*Problem to work on*
Print the line containing "on the bush" and each line after it through the end, please, with nothing added.

Items listed in a dataset:
•••
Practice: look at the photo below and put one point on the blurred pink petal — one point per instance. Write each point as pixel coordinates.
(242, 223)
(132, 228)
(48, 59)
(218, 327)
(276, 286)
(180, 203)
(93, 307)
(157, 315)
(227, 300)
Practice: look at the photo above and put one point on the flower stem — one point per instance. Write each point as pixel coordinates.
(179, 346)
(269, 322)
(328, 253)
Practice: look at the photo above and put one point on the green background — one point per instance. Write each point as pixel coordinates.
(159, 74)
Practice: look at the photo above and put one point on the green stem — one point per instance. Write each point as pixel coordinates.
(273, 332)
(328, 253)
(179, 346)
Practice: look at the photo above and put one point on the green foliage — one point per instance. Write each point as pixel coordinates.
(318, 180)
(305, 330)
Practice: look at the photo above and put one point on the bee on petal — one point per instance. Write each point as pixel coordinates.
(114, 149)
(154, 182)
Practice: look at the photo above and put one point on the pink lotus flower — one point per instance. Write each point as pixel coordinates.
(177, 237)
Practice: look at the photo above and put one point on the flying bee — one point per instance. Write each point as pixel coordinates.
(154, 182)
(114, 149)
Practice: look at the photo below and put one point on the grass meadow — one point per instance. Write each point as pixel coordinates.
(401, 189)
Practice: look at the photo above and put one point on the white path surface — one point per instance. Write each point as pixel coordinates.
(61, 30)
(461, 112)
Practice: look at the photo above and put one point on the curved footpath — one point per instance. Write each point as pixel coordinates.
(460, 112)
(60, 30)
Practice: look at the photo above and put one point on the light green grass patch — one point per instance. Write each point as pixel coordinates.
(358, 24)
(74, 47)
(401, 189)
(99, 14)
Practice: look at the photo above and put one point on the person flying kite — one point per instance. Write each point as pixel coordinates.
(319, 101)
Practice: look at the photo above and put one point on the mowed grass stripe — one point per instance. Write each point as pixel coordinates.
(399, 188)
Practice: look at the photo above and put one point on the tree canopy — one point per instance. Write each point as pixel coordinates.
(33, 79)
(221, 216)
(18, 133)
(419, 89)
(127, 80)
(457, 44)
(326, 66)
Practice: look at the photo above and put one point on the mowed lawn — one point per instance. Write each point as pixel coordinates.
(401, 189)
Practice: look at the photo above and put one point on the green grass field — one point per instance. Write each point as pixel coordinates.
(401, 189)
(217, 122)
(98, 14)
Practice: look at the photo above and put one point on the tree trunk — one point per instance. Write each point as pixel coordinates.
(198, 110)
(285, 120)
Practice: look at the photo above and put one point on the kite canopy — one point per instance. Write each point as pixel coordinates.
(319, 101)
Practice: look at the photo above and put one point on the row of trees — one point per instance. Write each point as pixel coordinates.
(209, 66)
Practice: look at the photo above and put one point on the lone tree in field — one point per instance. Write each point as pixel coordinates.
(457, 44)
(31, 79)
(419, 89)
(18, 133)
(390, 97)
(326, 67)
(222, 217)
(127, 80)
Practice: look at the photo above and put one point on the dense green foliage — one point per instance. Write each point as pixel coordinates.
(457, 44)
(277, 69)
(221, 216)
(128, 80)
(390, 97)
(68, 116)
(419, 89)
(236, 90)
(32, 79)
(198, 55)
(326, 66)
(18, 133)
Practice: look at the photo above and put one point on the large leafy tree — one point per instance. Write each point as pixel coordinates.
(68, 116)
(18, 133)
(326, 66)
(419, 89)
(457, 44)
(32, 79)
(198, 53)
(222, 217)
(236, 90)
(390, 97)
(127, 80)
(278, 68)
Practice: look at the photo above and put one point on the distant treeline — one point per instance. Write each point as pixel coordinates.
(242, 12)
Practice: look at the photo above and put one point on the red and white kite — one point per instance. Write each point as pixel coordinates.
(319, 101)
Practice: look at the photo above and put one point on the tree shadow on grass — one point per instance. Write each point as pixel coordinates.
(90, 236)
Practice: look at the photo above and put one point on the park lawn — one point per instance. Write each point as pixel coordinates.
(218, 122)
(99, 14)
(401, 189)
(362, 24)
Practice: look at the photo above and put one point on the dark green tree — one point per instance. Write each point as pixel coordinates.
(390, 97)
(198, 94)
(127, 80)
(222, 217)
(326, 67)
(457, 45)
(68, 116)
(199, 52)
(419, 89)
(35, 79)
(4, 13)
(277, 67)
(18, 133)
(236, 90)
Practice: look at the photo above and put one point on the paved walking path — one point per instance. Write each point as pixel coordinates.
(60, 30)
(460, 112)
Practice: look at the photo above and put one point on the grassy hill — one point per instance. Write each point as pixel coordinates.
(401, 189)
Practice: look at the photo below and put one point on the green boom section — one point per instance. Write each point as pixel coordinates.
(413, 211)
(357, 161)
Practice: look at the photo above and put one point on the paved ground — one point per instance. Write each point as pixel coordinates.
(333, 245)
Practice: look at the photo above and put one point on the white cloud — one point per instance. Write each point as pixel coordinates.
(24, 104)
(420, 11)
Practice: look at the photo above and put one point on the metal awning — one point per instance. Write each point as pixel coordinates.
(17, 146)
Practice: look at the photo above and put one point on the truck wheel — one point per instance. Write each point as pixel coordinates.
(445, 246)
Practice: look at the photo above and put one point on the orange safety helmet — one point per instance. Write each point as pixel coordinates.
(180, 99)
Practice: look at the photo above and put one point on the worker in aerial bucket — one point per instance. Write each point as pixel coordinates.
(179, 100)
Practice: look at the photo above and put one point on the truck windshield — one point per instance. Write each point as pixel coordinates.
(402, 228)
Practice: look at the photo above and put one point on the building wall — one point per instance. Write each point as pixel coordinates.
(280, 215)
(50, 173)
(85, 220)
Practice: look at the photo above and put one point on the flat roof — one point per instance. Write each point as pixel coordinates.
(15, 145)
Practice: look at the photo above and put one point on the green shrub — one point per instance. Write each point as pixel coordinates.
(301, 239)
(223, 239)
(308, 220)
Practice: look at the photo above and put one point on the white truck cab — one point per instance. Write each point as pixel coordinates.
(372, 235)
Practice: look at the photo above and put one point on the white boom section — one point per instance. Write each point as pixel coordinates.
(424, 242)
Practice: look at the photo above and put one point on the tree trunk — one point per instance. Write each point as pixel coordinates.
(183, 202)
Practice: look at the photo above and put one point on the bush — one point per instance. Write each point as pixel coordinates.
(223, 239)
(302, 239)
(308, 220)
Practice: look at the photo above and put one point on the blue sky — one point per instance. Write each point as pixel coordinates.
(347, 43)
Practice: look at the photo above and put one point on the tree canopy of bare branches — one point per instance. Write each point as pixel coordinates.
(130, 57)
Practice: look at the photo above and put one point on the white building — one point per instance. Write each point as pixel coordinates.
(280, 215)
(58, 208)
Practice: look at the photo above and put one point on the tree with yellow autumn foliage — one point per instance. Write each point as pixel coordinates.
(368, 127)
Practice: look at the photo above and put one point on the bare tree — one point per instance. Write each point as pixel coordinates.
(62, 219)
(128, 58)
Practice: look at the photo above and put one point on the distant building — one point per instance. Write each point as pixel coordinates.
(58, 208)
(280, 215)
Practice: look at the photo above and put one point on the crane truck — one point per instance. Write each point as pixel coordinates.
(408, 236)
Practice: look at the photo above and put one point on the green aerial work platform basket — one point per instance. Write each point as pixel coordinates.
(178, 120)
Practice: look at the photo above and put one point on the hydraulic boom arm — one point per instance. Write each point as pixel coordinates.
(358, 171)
•••
*Written answer*
Practice: look at the photo above and put one point on the bush — one point per instance. Write each point as pixel coordinates.
(223, 239)
(302, 239)
(308, 220)
Practice: look at the photo above and put one point on the blue sky — one point per instance. Write each point as pixel coordinates.
(347, 43)
Practice: look at the photo above and put one point on the tree canopy of bare branches — one point per instance. Write each point as pixel coordinates.
(130, 57)
Practice: look at the photo above and put one point on the white building — one point per instance. Write each point as pixel coordinates.
(280, 215)
(58, 208)
Practice: look at the photo above and put one point on the tree with yellow autumn foliage — one point per instance. Write each point as pixel coordinates.
(368, 127)
Practice: look at the photo above and put one point on the bare tree — one point per instance. Write each point as pixel coordinates.
(62, 219)
(128, 58)
Practice: look at the photo above and put one point on the distant building — one point per instance. Write each point as pixel coordinates.
(58, 208)
(280, 215)
Practice: look at the photo above and put one point on the crane truck — one point per instance. Write each point as pixel coordinates.
(408, 236)
Practice: look at the photo above and put one point on the green aerial work platform basket — one point per instance. Write each point as pixel coordinates.
(178, 120)
Practice: look at the photo above and put one point on the hydraulic boom arm — one point per instance. Write each point as pixel coordinates.
(358, 171)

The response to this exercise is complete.